EXERCISE REQUIREMENTS:
Rewrite the material starting at the line that contains "Target: white truck" and ending at the line that contains "84), (25, 92)]", keeping all of its text but multiplying each polygon vertex coordinate by 1.5 and rounding to whole numbers, with halves rounded up. Leave the picture out of your version.

## START

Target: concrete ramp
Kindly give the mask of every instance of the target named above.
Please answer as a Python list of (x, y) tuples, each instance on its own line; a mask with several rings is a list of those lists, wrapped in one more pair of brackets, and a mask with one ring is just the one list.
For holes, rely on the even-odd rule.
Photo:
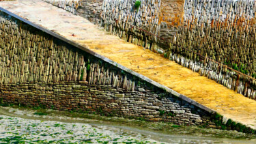
[[(162, 85), (159, 87), (168, 87), (167, 89), (177, 96), (188, 101), (191, 98), (209, 108), (209, 111), (212, 109), (227, 119), (256, 129), (256, 101), (201, 76), (162, 55), (128, 43), (82, 17), (40, 0), (1, 1), (0, 7), (3, 12), (9, 11), (35, 27), (38, 25), (54, 32), (55, 36), (66, 38), (70, 41), (69, 43), (82, 46), (85, 51), (91, 51), (90, 53), (95, 53), (98, 57), (107, 57), (113, 61), (109, 63), (116, 62), (128, 69), (117, 66), (127, 71), (130, 69), (132, 74), (139, 73), (152, 81), (143, 77), (145, 80)], [(203, 107), (201, 104), (198, 106)]]

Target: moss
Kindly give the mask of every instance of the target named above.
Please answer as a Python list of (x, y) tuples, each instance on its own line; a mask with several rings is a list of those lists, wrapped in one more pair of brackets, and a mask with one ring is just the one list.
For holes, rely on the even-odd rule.
[(160, 109), (159, 110), (159, 112), (160, 112), (159, 115), (160, 115), (160, 116), (165, 115), (165, 111), (160, 110)]
[(171, 127), (172, 127), (172, 128), (180, 128), (180, 126), (179, 126), (179, 125), (175, 125), (175, 124), (173, 124), (173, 126), (171, 126)]
[(33, 113), (34, 115), (48, 115), (47, 113), (42, 113), (42, 112), (36, 112)]
[(165, 54), (164, 54), (164, 57), (165, 57), (165, 58), (167, 58), (167, 53), (165, 53)]
[(226, 126), (230, 127), (231, 126), (232, 121), (231, 119), (229, 119), (227, 121)]

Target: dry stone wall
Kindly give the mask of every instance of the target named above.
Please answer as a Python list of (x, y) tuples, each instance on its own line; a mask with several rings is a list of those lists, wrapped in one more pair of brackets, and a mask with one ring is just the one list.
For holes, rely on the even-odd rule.
[[(95, 111), (182, 125), (233, 128), (228, 125), (230, 119), (3, 12), (0, 19), (2, 104)], [(253, 132), (250, 128), (244, 130)]]

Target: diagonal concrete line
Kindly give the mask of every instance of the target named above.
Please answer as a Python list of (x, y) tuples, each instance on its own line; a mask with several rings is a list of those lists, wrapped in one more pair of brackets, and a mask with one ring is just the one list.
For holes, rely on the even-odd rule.
[(25, 19), (25, 18), (22, 18), (22, 17), (20, 17), (20, 16), (18, 16), (18, 15), (16, 15), (16, 14), (14, 14), (11, 12), (3, 8), (1, 8), (1, 7), (0, 7), (0, 11), (4, 12), (6, 14), (9, 14), (9, 15), (10, 15), (10, 16), (13, 16), (13, 17), (14, 17), (14, 18), (17, 18), (17, 19), (18, 19), (18, 20), (20, 20), (28, 24), (28, 25), (31, 25), (31, 26), (33, 26), (33, 27), (35, 27), (36, 29), (38, 29), (45, 32), (45, 33), (47, 33), (48, 34), (49, 34), (49, 35), (52, 35), (52, 36), (53, 36), (56, 38), (61, 40), (63, 40), (63, 41), (75, 46), (75, 47), (77, 47), (77, 48), (80, 48), (80, 49), (81, 49), (81, 50), (83, 50), (83, 51), (85, 51), (85, 52), (99, 58), (99, 59), (101, 59), (104, 60), (104, 61), (106, 61), (106, 62), (107, 62), (107, 63), (110, 63), (110, 64), (111, 64), (114, 66), (116, 66), (118, 68), (127, 72), (128, 73), (130, 73), (130, 74), (131, 74), (134, 76), (136, 76), (144, 80), (145, 81), (154, 85), (154, 86), (158, 87), (158, 88), (163, 89), (166, 91), (167, 91), (169, 93), (171, 93), (173, 96), (179, 97), (182, 100), (184, 100), (188, 102), (188, 103), (193, 104), (193, 105), (195, 105), (195, 106), (197, 106), (197, 107), (199, 107), (201, 109), (203, 109), (203, 110), (205, 110), (205, 111), (208, 111), (210, 113), (212, 113), (212, 114), (214, 114), (214, 113), (216, 113), (215, 111), (214, 111), (214, 110), (212, 110), (210, 108), (208, 108), (205, 106), (203, 106), (203, 105), (197, 102), (196, 101), (195, 101), (195, 100), (192, 100), (192, 99), (190, 99), (190, 98), (188, 98), (188, 97), (186, 97), (186, 96), (185, 96), (182, 94), (180, 94), (180, 93), (177, 93), (175, 91), (173, 91), (173, 89), (165, 86), (165, 85), (161, 85), (161, 84), (160, 84), (160, 83), (157, 83), (157, 82), (156, 82), (156, 81), (154, 81), (152, 79), (150, 79), (149, 78), (147, 78), (147, 77), (146, 77), (146, 76), (145, 76), (142, 74), (139, 74), (139, 73), (137, 73), (137, 72), (134, 72), (134, 71), (133, 71), (133, 70), (132, 70), (129, 68), (127, 68), (119, 64), (118, 63), (115, 62), (115, 61), (109, 59), (109, 58), (107, 58), (106, 57), (104, 57), (101, 55), (99, 55), (99, 54), (92, 51), (91, 50), (87, 48), (86, 46), (81, 46), (79, 44), (77, 44), (77, 43), (76, 43), (74, 42), (72, 42), (72, 41), (71, 41), (71, 40), (68, 40), (68, 39), (67, 39), (67, 38), (66, 38), (63, 36), (61, 36), (60, 35), (58, 35), (56, 33), (54, 33), (54, 32), (53, 32), (53, 31), (51, 31), (48, 29), (45, 29), (45, 28), (44, 28), (44, 27), (41, 27), (38, 25), (36, 25), (33, 23), (31, 23), (30, 21), (29, 21), (29, 20), (26, 20), (26, 19)]

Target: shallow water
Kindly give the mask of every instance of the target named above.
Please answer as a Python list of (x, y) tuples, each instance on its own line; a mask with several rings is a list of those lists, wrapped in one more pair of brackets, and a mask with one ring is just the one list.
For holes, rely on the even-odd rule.
[(0, 107), (0, 142), (93, 143), (255, 143), (255, 140), (162, 134), (143, 128)]

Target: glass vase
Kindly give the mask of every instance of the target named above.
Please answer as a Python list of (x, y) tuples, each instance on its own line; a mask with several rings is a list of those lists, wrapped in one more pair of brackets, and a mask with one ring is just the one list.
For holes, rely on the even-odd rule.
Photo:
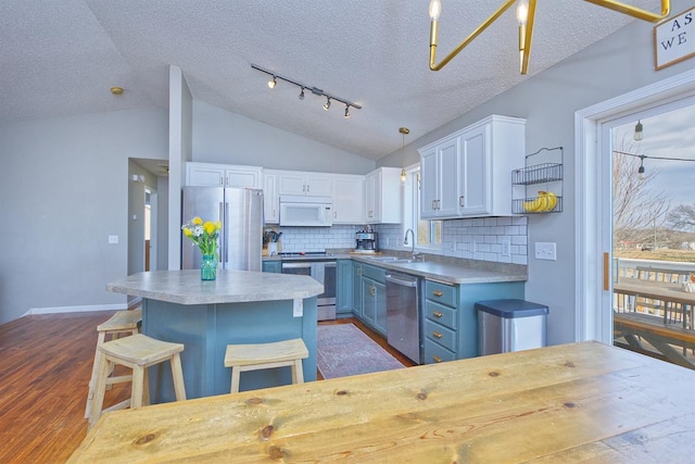
[(200, 279), (215, 280), (217, 278), (217, 256), (214, 254), (203, 254), (200, 263)]

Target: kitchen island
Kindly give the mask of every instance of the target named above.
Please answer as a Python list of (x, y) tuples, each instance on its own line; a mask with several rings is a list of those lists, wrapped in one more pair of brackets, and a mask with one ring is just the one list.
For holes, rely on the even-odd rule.
[[(184, 381), (189, 399), (229, 392), (224, 366), (229, 343), (302, 338), (308, 349), (304, 379), (316, 380), (316, 296), (323, 286), (307, 276), (217, 271), (202, 281), (200, 271), (139, 273), (106, 290), (142, 298), (142, 333), (185, 344)], [(289, 367), (244, 373), (241, 390), (289, 384)], [(170, 369), (150, 369), (151, 400), (174, 401)]]
[(117, 411), (68, 462), (692, 462), (693, 385), (572, 343)]

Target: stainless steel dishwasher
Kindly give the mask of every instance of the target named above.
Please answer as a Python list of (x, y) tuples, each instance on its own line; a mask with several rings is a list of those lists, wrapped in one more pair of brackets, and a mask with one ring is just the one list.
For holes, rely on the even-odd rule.
[(420, 281), (407, 274), (388, 272), (387, 340), (417, 364), (422, 364), (420, 343)]

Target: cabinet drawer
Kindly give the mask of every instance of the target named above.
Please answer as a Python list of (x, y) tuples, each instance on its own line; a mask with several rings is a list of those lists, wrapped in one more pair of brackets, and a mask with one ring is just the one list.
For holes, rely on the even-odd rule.
[(425, 298), (447, 306), (456, 308), (457, 287), (432, 280), (425, 283)]
[(363, 264), (362, 265), (362, 276), (363, 277), (369, 277), (370, 279), (374, 279), (376, 281), (380, 281), (381, 284), (386, 284), (386, 278), (384, 278), (384, 274), (386, 271), (381, 267), (375, 267), (375, 266), (370, 266), (368, 264)]
[(452, 351), (456, 351), (456, 333), (443, 325), (433, 323), (430, 319), (425, 321), (425, 337), (445, 347)]
[(443, 363), (455, 359), (456, 354), (454, 352), (429, 339), (425, 339), (425, 364)]
[(452, 308), (427, 300), (425, 302), (425, 317), (456, 330), (456, 310)]

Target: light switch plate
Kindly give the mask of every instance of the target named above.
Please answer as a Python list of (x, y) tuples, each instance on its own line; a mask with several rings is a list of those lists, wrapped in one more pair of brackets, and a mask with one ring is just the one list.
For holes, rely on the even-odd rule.
[(304, 300), (295, 298), (292, 304), (292, 317), (302, 317), (304, 315)]
[(535, 259), (536, 260), (547, 260), (547, 261), (557, 261), (556, 256), (556, 247), (554, 242), (535, 242)]

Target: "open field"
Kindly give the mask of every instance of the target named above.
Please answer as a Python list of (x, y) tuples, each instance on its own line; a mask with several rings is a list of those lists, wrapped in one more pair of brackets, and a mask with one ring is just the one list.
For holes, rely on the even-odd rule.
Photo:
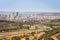
[(57, 20), (34, 23), (0, 21), (0, 40), (59, 40), (60, 21)]

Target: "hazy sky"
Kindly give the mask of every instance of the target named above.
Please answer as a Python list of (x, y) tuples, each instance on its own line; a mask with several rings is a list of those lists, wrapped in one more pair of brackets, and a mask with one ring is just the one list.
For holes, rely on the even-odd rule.
[(60, 11), (60, 0), (0, 0), (0, 10)]

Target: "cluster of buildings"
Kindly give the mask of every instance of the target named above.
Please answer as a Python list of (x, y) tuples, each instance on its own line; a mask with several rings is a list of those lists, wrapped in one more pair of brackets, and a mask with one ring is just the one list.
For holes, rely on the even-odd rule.
[(59, 19), (60, 16), (47, 16), (47, 15), (20, 15), (19, 12), (12, 12), (11, 14), (0, 14), (0, 20), (7, 20), (7, 21), (17, 21), (17, 22), (25, 22), (25, 21), (39, 21), (45, 19)]

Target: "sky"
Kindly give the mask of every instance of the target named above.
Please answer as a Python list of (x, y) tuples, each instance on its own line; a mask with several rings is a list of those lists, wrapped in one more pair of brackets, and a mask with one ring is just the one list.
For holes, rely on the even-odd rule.
[(0, 11), (59, 12), (60, 0), (0, 0)]

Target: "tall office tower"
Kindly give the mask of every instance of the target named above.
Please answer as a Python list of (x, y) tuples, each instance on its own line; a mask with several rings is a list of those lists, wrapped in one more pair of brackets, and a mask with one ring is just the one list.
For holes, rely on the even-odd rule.
[(10, 14), (9, 17), (10, 17), (9, 19), (10, 21), (14, 21), (14, 12), (12, 12), (12, 14)]
[(16, 16), (18, 16), (18, 12), (16, 12)]

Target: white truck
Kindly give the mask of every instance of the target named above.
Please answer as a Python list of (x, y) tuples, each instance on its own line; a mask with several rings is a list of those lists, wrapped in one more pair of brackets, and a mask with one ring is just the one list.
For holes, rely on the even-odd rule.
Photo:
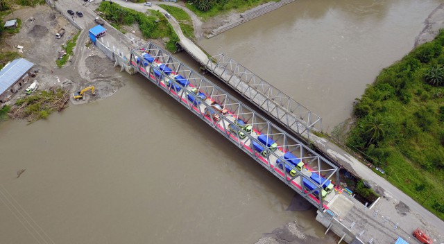
[(26, 92), (26, 95), (29, 95), (33, 92), (35, 92), (39, 87), (39, 83), (37, 83), (37, 80), (34, 80), (33, 84), (31, 84), (25, 92)]

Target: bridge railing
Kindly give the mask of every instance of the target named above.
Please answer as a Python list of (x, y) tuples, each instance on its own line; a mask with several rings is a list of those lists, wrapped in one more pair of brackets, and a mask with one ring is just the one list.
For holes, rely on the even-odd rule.
[[(149, 54), (155, 61), (144, 61), (143, 55), (145, 53)], [(333, 164), (152, 43), (132, 50), (130, 64), (151, 82), (224, 135), (318, 209), (326, 208), (321, 196), (316, 197), (311, 194), (316, 191), (322, 191), (319, 184), (298, 170), (294, 176), (290, 175), (285, 170), (285, 166), (292, 168), (294, 168), (294, 166), (285, 161), (282, 157), (284, 152), (290, 152), (311, 168), (311, 172), (322, 174), (327, 179), (336, 174), (339, 182), (339, 170)], [(166, 71), (164, 67), (162, 67), (160, 64), (166, 65), (171, 71)], [(176, 80), (174, 76), (178, 75), (189, 82), (186, 87)], [(197, 89), (205, 94), (205, 97), (203, 98), (202, 94), (195, 94), (190, 87)], [(219, 104), (227, 109), (228, 112), (225, 114), (221, 110), (216, 110), (213, 106), (213, 103)], [(251, 134), (245, 133), (246, 138), (240, 138), (239, 134), (236, 132), (243, 131), (235, 123), (234, 119), (241, 119), (253, 126), (253, 132)], [(234, 130), (230, 130), (230, 128)], [(275, 141), (280, 145), (278, 149), (273, 151), (264, 146), (263, 149), (266, 153), (255, 150), (253, 143), (263, 145), (258, 141), (257, 134), (266, 135)], [(276, 164), (278, 159), (283, 162), (283, 170)], [(303, 184), (302, 179), (309, 181), (316, 188), (308, 189)]]
[(322, 119), (223, 53), (212, 56), (207, 69), (295, 132), (322, 130)]

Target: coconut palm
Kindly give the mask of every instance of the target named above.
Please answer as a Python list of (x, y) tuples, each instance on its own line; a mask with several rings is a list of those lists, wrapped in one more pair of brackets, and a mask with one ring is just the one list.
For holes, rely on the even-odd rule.
[(379, 121), (377, 118), (369, 120), (365, 125), (366, 133), (370, 134), (370, 140), (367, 143), (367, 146), (370, 145), (372, 142), (377, 141), (384, 136), (385, 130), (384, 124)]
[(444, 85), (444, 69), (437, 66), (432, 67), (425, 73), (425, 81), (433, 85)]

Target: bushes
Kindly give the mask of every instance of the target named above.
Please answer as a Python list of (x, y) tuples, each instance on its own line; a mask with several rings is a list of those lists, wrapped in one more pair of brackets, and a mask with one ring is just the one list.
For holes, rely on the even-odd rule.
[(169, 40), (166, 44), (166, 49), (171, 52), (177, 50), (176, 43), (179, 38), (165, 17), (159, 11), (150, 10), (150, 15), (147, 16), (143, 12), (123, 8), (118, 4), (111, 4), (109, 1), (102, 1), (98, 10), (103, 12), (105, 19), (113, 21), (113, 26), (117, 27), (119, 25), (132, 25), (137, 22), (144, 38), (168, 37)]
[(443, 45), (441, 31), (433, 42), (384, 69), (357, 99), (356, 124), (346, 140), (385, 169), (390, 182), (441, 218), (443, 206), (434, 202), (442, 202), (444, 194)]

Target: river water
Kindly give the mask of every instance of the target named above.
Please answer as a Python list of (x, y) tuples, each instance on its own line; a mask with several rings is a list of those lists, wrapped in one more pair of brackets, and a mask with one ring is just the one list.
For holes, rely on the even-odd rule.
[(323, 118), (349, 118), (353, 101), (409, 53), (442, 1), (298, 0), (199, 44), (223, 53)]
[[(334, 125), (437, 5), (298, 1), (201, 44)], [(285, 210), (293, 193), (276, 177), (141, 76), (123, 76), (105, 100), (0, 123), (0, 243), (252, 243), (293, 220), (323, 236), (314, 209)]]

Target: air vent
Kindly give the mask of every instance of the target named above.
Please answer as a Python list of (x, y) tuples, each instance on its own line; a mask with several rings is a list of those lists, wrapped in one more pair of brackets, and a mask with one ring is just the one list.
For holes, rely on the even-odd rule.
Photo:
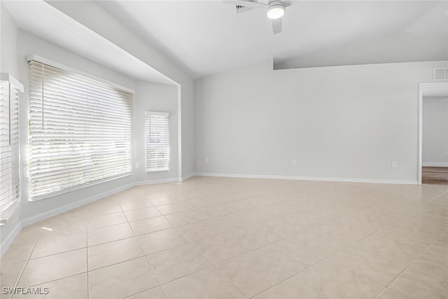
[[(253, 0), (245, 0), (247, 2), (253, 2)], [(251, 7), (244, 6), (244, 5), (236, 5), (237, 8), (237, 13), (244, 13), (244, 11), (250, 11), (252, 9)]]
[(448, 80), (448, 69), (434, 69), (434, 81)]
[(242, 5), (237, 5), (235, 7), (237, 8), (237, 13), (241, 13), (251, 8), (250, 7), (243, 6)]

## END

ANSWER FOR THE TASK:
Target: white truck
Kindly give the mask of every instance of the target named above.
Please answer as a Python list of (x, y) tuples, each instance on its own line; a mask with several rings is a list of those lists, wrapped in one more pair of brackets, and a mask with one ring is just the one list.
For holes, rely on the even-odd rule.
Photo:
[(39, 138), (39, 143), (44, 143), (50, 138), (53, 138), (59, 131), (59, 125), (56, 125), (56, 120), (51, 120), (50, 126), (47, 126), (38, 138)]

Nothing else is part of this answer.